━━━ ZAPISANE DANE

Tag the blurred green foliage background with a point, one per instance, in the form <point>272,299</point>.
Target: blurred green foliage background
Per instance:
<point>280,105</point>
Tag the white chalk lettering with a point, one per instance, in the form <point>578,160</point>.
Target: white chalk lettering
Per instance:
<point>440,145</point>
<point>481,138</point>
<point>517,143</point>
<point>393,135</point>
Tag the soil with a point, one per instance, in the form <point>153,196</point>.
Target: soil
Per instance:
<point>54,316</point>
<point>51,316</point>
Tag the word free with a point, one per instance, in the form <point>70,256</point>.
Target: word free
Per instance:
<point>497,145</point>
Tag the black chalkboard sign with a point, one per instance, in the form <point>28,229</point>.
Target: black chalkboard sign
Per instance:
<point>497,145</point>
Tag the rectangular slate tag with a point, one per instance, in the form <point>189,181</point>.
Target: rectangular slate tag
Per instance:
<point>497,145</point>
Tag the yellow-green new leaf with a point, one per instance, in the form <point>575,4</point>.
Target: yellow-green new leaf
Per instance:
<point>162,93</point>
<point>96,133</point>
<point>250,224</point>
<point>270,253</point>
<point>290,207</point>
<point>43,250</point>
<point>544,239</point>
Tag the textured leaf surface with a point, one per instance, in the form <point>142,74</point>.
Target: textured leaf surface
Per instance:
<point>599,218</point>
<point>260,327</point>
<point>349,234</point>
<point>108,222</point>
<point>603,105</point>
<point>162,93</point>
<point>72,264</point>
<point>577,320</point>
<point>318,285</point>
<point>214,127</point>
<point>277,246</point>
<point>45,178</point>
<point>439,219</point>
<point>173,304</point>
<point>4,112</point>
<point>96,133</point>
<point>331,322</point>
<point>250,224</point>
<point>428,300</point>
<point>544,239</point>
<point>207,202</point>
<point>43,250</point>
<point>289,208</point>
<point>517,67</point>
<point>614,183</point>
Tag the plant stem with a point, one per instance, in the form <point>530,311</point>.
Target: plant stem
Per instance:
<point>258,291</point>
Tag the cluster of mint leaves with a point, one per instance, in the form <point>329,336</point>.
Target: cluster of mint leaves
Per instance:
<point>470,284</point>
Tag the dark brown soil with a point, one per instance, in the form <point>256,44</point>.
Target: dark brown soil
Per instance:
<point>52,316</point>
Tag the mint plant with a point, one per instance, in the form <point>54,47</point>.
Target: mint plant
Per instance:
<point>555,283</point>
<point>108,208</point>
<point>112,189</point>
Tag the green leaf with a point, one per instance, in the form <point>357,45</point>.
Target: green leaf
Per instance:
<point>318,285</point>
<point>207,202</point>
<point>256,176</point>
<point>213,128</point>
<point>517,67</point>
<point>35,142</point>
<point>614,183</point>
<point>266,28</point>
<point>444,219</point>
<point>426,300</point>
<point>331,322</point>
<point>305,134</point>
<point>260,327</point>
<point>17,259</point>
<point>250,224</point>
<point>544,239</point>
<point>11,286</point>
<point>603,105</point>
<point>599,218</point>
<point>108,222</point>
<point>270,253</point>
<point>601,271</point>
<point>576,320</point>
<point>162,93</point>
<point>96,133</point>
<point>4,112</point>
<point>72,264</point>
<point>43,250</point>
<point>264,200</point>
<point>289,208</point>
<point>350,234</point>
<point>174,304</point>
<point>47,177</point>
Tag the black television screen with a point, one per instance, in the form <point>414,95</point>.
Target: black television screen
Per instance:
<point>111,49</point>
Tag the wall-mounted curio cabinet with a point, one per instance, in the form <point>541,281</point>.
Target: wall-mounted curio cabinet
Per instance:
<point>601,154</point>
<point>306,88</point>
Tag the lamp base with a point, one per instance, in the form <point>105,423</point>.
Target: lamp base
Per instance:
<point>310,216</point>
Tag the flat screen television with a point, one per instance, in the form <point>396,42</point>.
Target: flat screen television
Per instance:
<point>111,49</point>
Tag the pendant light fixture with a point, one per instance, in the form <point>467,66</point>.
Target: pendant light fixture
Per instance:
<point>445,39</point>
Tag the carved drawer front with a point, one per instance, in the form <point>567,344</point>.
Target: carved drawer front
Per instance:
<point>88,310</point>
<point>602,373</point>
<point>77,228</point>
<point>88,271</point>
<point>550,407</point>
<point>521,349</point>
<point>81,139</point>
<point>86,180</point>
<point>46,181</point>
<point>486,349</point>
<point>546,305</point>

━━━━━━

▶ _ZADANIE_
Proszę zwrócić wszystkie powyższe wpisy wiersz po wierszu, w niezmienionej postaci.

▶ _ROZWIĄZANIE PISEMNE_
Tag the blurred green foliage background with a point, one per instance, in the form <point>272,299</point>.
Target: blurred green foliage background
Per instance:
<point>280,105</point>
Tag the white chalk lettering with a point, one per instance, in the form <point>578,160</point>.
Target: white chalk lettering
Per instance:
<point>440,145</point>
<point>481,138</point>
<point>517,143</point>
<point>393,135</point>
Tag the soil with a point, one per instance, in the form <point>153,196</point>.
Target: soil
Per instance:
<point>54,316</point>
<point>51,316</point>
Tag the word free with a point, one per instance, in the form <point>70,256</point>.
Target: word free
Per instance:
<point>497,145</point>
Tag the black chalkboard sign with a point, one per instance, in the form <point>28,229</point>.
Target: black chalkboard sign
Per instance:
<point>497,145</point>
Tag the rectangular slate tag with a point, one per instance, in the form <point>189,181</point>.
Target: rectangular slate tag
Per instance:
<point>497,145</point>
Tag the yellow-green new leaf with a point, one per instance, in the form <point>575,4</point>.
Target: yellow-green new leaf
Per instance:
<point>162,93</point>
<point>96,133</point>
<point>250,224</point>
<point>270,253</point>
<point>290,207</point>
<point>43,250</point>
<point>544,239</point>
Tag the textured leaf surface with a point, one per instance, in the form <point>142,74</point>.
Target: textured leaf surface
Per instance:
<point>599,218</point>
<point>260,327</point>
<point>349,234</point>
<point>108,222</point>
<point>603,105</point>
<point>162,93</point>
<point>72,264</point>
<point>577,320</point>
<point>318,285</point>
<point>214,127</point>
<point>277,246</point>
<point>45,178</point>
<point>439,219</point>
<point>173,304</point>
<point>4,112</point>
<point>96,133</point>
<point>331,322</point>
<point>250,224</point>
<point>428,300</point>
<point>544,239</point>
<point>207,202</point>
<point>43,250</point>
<point>289,208</point>
<point>517,67</point>
<point>614,183</point>
Tag the plant stem with a point, one per instance, in the form <point>530,311</point>.
Target: plant stem
Per instance:
<point>258,291</point>
Tag the cluster of mint leaves with a point, one per instance, in the form <point>329,336</point>.
Target: cluster of mint leaves
Per instance:
<point>470,284</point>
Tag the dark brown soil with a point, one per instance, in the form <point>256,44</point>.
Target: dark brown soil
Per instance:
<point>52,316</point>
Tag the mint plant with a point, one per instance, in the form <point>54,47</point>.
Target: mint plant
Per instance:
<point>555,283</point>
<point>108,208</point>
<point>112,189</point>
Tag the green leaf with a point, one per instance, in the form <point>357,45</point>.
Target: green leaf
Per instance:
<point>318,285</point>
<point>207,202</point>
<point>256,176</point>
<point>213,128</point>
<point>517,67</point>
<point>35,142</point>
<point>614,183</point>
<point>266,28</point>
<point>444,219</point>
<point>426,300</point>
<point>331,322</point>
<point>305,134</point>
<point>260,327</point>
<point>17,259</point>
<point>250,224</point>
<point>544,239</point>
<point>11,286</point>
<point>603,105</point>
<point>599,218</point>
<point>108,222</point>
<point>270,253</point>
<point>601,271</point>
<point>576,320</point>
<point>162,93</point>
<point>96,133</point>
<point>4,112</point>
<point>72,264</point>
<point>43,250</point>
<point>264,200</point>
<point>289,208</point>
<point>350,234</point>
<point>174,304</point>
<point>47,177</point>
Tag the black television screen with a point, one per instance, in the form <point>414,95</point>.
Target: black television screen
Per instance:
<point>111,49</point>
Tag the wall-mounted curio cabinet with a point, one per instance, in the form <point>541,281</point>.
Target: wall-mounted curio cabinet
Per instance:
<point>601,154</point>
<point>306,88</point>
Tag the lamp base with a point, one per instance, in the form <point>105,423</point>.
Target: lamp base
Per instance:
<point>310,216</point>
Tag the flat screen television with a point, one per instance, in the form <point>396,42</point>.
Target: flat screen television
Per instance:
<point>111,49</point>
Tag the pendant light fixture with a point, one per instance, in the form <point>467,66</point>.
Target: pendant light fixture
Per instance:
<point>445,39</point>
Tag the carved drawer front with a point, one per instance, in the form <point>567,344</point>.
Target: carved drawer front
Per instance:
<point>88,310</point>
<point>602,373</point>
<point>77,228</point>
<point>88,271</point>
<point>550,407</point>
<point>521,349</point>
<point>81,139</point>
<point>86,180</point>
<point>46,181</point>
<point>486,349</point>
<point>546,305</point>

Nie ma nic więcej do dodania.